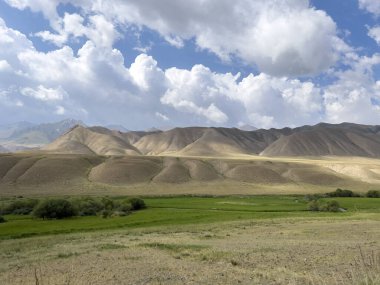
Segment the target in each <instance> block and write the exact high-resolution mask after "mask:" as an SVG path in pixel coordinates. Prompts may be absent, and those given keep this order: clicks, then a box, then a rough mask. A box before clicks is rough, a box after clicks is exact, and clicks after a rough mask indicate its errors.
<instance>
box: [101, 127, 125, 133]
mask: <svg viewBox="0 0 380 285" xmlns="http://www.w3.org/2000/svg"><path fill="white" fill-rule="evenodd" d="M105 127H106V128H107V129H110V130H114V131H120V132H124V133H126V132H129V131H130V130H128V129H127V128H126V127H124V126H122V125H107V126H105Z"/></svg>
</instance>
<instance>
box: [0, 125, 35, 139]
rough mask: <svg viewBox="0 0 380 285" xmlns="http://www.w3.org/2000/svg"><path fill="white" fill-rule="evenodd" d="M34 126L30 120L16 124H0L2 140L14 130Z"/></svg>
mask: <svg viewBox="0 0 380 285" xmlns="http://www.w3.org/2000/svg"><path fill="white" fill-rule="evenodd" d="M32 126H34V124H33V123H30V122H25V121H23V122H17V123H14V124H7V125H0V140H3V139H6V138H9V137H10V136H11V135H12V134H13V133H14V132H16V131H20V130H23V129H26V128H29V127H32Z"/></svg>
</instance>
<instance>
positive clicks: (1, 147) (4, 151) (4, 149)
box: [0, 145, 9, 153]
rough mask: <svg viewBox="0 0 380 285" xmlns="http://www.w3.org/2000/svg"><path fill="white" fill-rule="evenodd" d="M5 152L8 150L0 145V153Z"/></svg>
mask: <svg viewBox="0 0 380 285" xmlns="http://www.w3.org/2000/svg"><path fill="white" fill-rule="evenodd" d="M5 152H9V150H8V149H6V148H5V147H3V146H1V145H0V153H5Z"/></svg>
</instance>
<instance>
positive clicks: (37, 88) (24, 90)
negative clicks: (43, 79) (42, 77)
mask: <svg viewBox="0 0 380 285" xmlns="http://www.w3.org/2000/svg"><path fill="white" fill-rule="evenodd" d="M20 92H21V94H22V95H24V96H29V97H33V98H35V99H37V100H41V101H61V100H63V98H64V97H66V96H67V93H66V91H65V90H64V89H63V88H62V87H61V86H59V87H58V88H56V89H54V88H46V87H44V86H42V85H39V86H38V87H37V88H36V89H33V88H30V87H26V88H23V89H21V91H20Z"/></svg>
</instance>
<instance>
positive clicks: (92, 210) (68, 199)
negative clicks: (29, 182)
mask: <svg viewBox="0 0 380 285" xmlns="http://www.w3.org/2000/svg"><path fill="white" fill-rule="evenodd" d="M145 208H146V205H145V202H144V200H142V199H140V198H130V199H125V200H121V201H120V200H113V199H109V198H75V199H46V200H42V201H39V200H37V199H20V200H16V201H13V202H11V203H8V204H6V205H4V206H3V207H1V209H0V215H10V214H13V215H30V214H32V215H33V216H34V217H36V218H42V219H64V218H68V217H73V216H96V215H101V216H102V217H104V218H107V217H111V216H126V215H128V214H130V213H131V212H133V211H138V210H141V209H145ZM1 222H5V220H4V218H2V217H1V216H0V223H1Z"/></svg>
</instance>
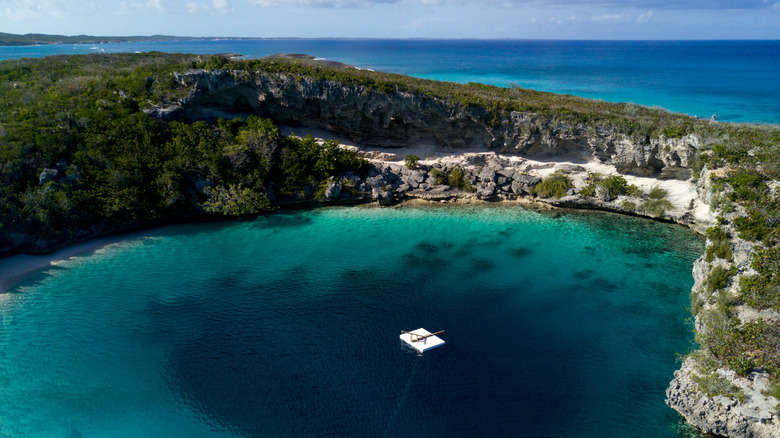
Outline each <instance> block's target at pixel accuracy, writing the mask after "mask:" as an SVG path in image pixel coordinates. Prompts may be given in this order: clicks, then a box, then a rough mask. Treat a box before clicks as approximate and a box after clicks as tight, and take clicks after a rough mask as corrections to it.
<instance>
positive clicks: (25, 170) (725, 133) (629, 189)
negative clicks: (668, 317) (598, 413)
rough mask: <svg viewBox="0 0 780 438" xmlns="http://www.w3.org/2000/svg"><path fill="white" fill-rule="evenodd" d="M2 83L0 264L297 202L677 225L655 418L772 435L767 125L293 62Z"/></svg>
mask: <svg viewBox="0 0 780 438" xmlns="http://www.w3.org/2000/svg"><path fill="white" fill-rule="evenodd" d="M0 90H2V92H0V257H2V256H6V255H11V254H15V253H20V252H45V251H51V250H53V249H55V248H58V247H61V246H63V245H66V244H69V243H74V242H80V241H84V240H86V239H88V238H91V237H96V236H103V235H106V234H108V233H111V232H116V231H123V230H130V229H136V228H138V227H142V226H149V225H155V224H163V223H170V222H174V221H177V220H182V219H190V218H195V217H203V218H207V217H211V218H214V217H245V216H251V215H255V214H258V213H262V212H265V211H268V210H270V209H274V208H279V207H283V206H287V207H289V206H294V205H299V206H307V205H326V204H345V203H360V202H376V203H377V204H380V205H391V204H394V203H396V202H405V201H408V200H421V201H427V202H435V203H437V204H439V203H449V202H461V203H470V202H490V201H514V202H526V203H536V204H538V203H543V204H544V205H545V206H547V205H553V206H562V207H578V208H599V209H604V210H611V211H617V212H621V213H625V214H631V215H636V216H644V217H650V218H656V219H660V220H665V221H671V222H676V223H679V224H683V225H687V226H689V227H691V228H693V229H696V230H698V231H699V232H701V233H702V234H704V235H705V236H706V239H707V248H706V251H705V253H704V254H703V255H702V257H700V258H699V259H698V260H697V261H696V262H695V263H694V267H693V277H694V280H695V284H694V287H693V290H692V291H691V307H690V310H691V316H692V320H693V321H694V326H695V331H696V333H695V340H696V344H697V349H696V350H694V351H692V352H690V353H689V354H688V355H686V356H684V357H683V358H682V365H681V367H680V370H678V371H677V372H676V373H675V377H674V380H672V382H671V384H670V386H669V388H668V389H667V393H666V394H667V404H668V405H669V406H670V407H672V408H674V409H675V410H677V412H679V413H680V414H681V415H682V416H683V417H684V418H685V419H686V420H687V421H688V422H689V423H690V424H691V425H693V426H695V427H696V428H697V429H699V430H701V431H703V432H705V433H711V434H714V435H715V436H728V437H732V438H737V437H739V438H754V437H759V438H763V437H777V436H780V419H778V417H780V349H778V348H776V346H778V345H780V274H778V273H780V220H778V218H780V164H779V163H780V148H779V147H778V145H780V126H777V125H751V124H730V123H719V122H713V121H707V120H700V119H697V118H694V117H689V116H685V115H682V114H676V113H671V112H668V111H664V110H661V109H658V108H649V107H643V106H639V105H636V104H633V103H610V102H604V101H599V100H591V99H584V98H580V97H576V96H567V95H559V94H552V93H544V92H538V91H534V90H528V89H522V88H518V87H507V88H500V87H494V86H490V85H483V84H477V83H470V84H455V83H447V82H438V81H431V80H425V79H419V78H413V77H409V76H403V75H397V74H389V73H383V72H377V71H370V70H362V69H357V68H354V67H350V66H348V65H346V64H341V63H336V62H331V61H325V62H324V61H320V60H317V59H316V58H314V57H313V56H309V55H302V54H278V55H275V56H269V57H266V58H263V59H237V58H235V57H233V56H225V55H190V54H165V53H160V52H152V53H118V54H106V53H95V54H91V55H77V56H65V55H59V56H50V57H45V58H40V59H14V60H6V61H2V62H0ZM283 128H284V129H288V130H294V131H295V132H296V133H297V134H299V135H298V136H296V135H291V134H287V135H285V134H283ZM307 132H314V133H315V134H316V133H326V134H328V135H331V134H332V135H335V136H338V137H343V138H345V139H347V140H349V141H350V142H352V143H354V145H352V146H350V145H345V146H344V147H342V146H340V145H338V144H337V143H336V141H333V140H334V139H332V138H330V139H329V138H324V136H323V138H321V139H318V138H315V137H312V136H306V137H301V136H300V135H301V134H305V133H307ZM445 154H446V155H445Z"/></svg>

========================================

Required action: Each entry above should be copied word for word, with the images omitted.

Result for this task:
Segment the target in each <instance> block and write the exact high-resolution mask after "mask:" as an SVG path in pixel coordinates. Prompts may be absent, and those given keep this order: clicks, then a box, then a rough mask. A box before clicks is rough, a box after clicks is exact, and clicks after a rough mask indicate its errors.
<instance>
box: [101, 127, 125, 133]
mask: <svg viewBox="0 0 380 285" xmlns="http://www.w3.org/2000/svg"><path fill="white" fill-rule="evenodd" d="M105 127H106V128H107V129H110V130H114V131H120V132H124V133H126V132H129V131H130V130H128V129H127V128H126V127H124V126H122V125H107V126H105Z"/></svg>
</instance>
<instance>
box: [0, 125, 35, 139]
rough mask: <svg viewBox="0 0 380 285" xmlns="http://www.w3.org/2000/svg"><path fill="white" fill-rule="evenodd" d="M34 126L30 120L16 124H0L2 140L14 130Z"/></svg>
mask: <svg viewBox="0 0 380 285" xmlns="http://www.w3.org/2000/svg"><path fill="white" fill-rule="evenodd" d="M32 126H34V124H33V123H30V122H25V121H23V122H17V123H14V124H7V125H0V140H3V139H6V138H9V137H10V136H11V135H12V134H13V133H14V132H16V131H20V130H23V129H26V128H29V127H32Z"/></svg>
</instance>
<instance>
positive clicks: (1, 147) (4, 151) (4, 149)
box: [0, 145, 9, 153]
rough mask: <svg viewBox="0 0 380 285" xmlns="http://www.w3.org/2000/svg"><path fill="white" fill-rule="evenodd" d="M5 152L8 150L0 145V153Z"/></svg>
mask: <svg viewBox="0 0 380 285" xmlns="http://www.w3.org/2000/svg"><path fill="white" fill-rule="evenodd" d="M5 152H9V150H8V149H6V148H5V147H3V146H1V145H0V153H5Z"/></svg>
</instance>
<instance>
positive clicks: (37, 88) (24, 90)
negative clicks: (43, 79) (42, 77)
mask: <svg viewBox="0 0 380 285" xmlns="http://www.w3.org/2000/svg"><path fill="white" fill-rule="evenodd" d="M20 92H21V94H22V95H24V96H29V97H33V98H35V99H37V100H41V101H61V100H63V98H64V97H66V96H67V93H66V91H65V90H64V89H63V88H62V87H61V86H59V87H58V88H56V89H54V88H46V87H44V86H42V85H39V86H38V87H37V88H36V89H33V88H30V87H26V88H23V89H21V91H20Z"/></svg>
</instance>
<instance>
positive clicks: (92, 210) (68, 199)
negative clicks: (29, 182)
mask: <svg viewBox="0 0 380 285" xmlns="http://www.w3.org/2000/svg"><path fill="white" fill-rule="evenodd" d="M145 208H146V205H145V202H144V200H142V199H140V198H130V199H125V200H121V201H120V200H113V199H109V198H75V199H46V200H42V201H39V200H37V199H20V200H16V201H13V202H11V203H8V204H6V205H4V206H3V207H1V209H0V215H10V214H13V215H30V214H32V215H33V216H34V217H36V218H42V219H64V218H68V217H73V216H96V215H101V216H102V217H104V218H107V217H111V216H126V215H128V214H130V213H131V212H133V211H138V210H141V209H145ZM1 222H5V220H4V218H2V217H1V216H0V223H1Z"/></svg>
</instance>
Outline each <instance> block's target at pixel accuracy, writing the mask after "mask:" as an SVG path in image pixel coordinates. Prompts may be given in this order: clicks, then a box, then a rough mask. Treat a box before clicks as approximate and a box after clicks as tight, and take clicks after a rough mask as corrections to it.
<instance>
positive clicks: (25, 170) (725, 133) (629, 189)
negative clicks: (668, 317) (598, 413)
rough mask: <svg viewBox="0 0 780 438" xmlns="http://www.w3.org/2000/svg"><path fill="white" fill-rule="evenodd" d="M2 83L0 264L297 202L677 225L655 418L772 435L767 125L293 62Z"/></svg>
mask: <svg viewBox="0 0 780 438" xmlns="http://www.w3.org/2000/svg"><path fill="white" fill-rule="evenodd" d="M0 90H2V92H0V257H2V256H6V255H11V254H15V253H20V252H45V251H51V250H53V249H55V248H58V247H61V246H63V245H66V244H69V243H74V242H80V241H84V240H86V239H88V238H91V237H96V236H103V235H106V234H108V233H111V232H116V231H123V230H130V229H136V228H138V227H142V226H149V225H155V224H163V223H170V222H174V221H177V220H182V219H190V218H195V217H203V218H207V217H211V218H214V217H245V216H251V215H255V214H258V213H262V212H265V211H268V210H270V209H274V208H279V207H283V206H287V207H289V206H294V205H299V206H307V205H326V204H345V203H360V202H376V203H377V204H380V205H391V204H394V203H396V202H405V201H408V200H421V201H427V202H435V203H437V204H439V203H449V202H461V203H470V202H490V201H514V202H526V203H536V204H538V203H543V204H544V205H545V206H547V205H553V206H562V207H578V208H599V209H604V210H611V211H617V212H621V213H625V214H631V215H636V216H644V217H650V218H656V219H660V220H665V221H671V222H676V223H679V224H683V225H687V226H689V227H691V228H693V229H696V230H698V231H699V232H701V233H702V234H704V235H705V236H706V239H707V248H706V251H705V253H704V254H703V255H702V257H700V258H699V259H698V260H697V261H696V262H695V263H694V267H693V277H694V280H695V284H694V287H693V290H692V291H691V307H690V310H691V316H692V320H693V321H694V326H695V331H696V333H695V340H696V344H697V349H696V350H694V351H692V352H690V353H689V354H688V355H686V356H684V357H683V358H682V365H681V367H680V370H678V371H677V372H676V373H675V377H674V380H672V382H671V384H670V386H669V388H668V389H667V393H666V394H667V404H668V405H669V406H670V407H672V408H674V409H675V410H677V412H679V413H680V414H681V415H682V416H683V417H684V418H685V419H686V420H687V421H688V422H689V423H690V424H691V425H693V426H695V427H696V428H697V429H699V430H701V431H703V432H705V433H711V434H714V435H715V436H728V437H732V438H737V437H739V438H754V437H759V438H763V437H777V436H780V419H778V417H780V349H778V348H776V346H778V345H780V274H778V273H780V220H778V218H780V164H779V163H780V148H779V147H778V145H780V126H777V125H751V124H730V123H719V122H713V121H707V120H700V119H697V118H694V117H689V116H685V115H682V114H676V113H671V112H668V111H664V110H661V109H658V108H649V107H643V106H639V105H636V104H633V103H610V102H604V101H599V100H591V99H584V98H580V97H576V96H567V95H559V94H552V93H544V92H538V91H534V90H528V89H522V88H518V87H507V88H500V87H494V86H490V85H483V84H477V83H470V84H455V83H447V82H438V81H431V80H425V79H419V78H413V77H409V76H403V75H397V74H389V73H383V72H377V71H370V70H362V69H357V68H354V67H350V66H348V65H346V64H341V63H336V62H331V61H325V62H324V61H320V60H317V59H316V58H314V57H313V56H309V55H302V54H278V55H275V56H269V57H266V58H263V59H237V58H235V57H233V56H225V55H190V54H165V53H160V52H152V53H118V54H106V53H95V54H91V55H77V56H65V55H59V56H50V57H45V58H40V59H14V60H6V61H2V62H0ZM283 128H284V129H288V130H294V131H295V132H296V133H297V134H299V135H298V136H296V135H291V134H287V135H285V134H283ZM307 132H314V133H315V134H316V133H326V134H328V135H331V134H332V135H335V136H338V137H343V138H345V139H347V140H349V141H350V142H352V143H354V145H352V146H350V145H345V146H344V147H342V146H340V145H338V144H337V143H336V141H333V140H334V139H332V138H330V139H329V138H324V136H323V138H321V139H318V138H315V137H312V136H306V137H301V136H300V135H301V134H305V133H307ZM445 154H446V155H445Z"/></svg>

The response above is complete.